(Point annotations for photos)
______________________________

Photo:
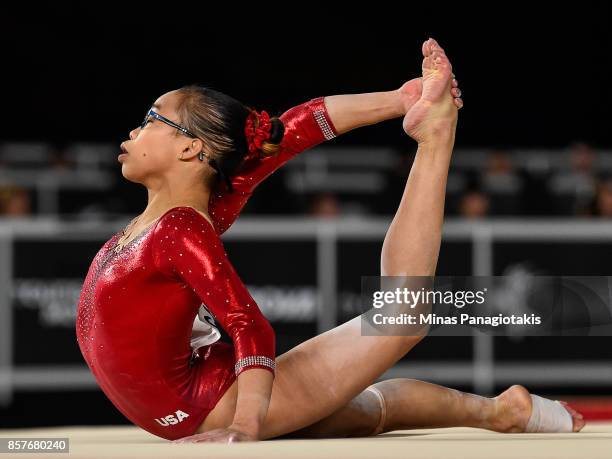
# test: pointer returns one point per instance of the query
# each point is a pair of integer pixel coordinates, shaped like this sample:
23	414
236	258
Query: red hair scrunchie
257	130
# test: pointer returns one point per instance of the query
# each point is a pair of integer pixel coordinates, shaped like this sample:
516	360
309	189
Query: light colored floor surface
594	441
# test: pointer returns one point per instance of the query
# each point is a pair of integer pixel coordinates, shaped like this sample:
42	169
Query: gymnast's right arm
187	248
306	125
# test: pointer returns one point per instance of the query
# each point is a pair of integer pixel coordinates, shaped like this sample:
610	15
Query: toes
436	45
426	48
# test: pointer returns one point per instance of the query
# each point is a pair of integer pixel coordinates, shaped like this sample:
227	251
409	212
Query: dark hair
219	120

______________________________

## GIVEN EXERCISE
Leave out the pictures and transcribe the entries above exactly.

## THE RESPONSE
Photo:
# test: pointer returns one point per instance of the query
# each point is a pair of integer pixel coordinates, shaped like this sample:
23	414
236	258
Query: red hair scrunchie
257	130
# test: pointer returns one point per instance of the query
# each point is a pair of integer pixel coordinates, shaped like this sample:
516	360
309	189
Query: light colored floor surface
594	441
# test: pointer returns one point per instance of the query
# each point is a pair of integer pixel coordinates, shaped like this sample:
42	169
Query: gymnast's right arm
187	248
306	125
# test: pointer returns one point per instance of the query
# each point is a pair of integer pixel coordinates, shaped like this sample:
610	15
Query: toes
436	45
426	48
# test: pointer returns one point per instance of the query
# each point is a pair of integer pixel coordinates, shaped like this sample:
227	251
409	212
Query: dark hair
219	120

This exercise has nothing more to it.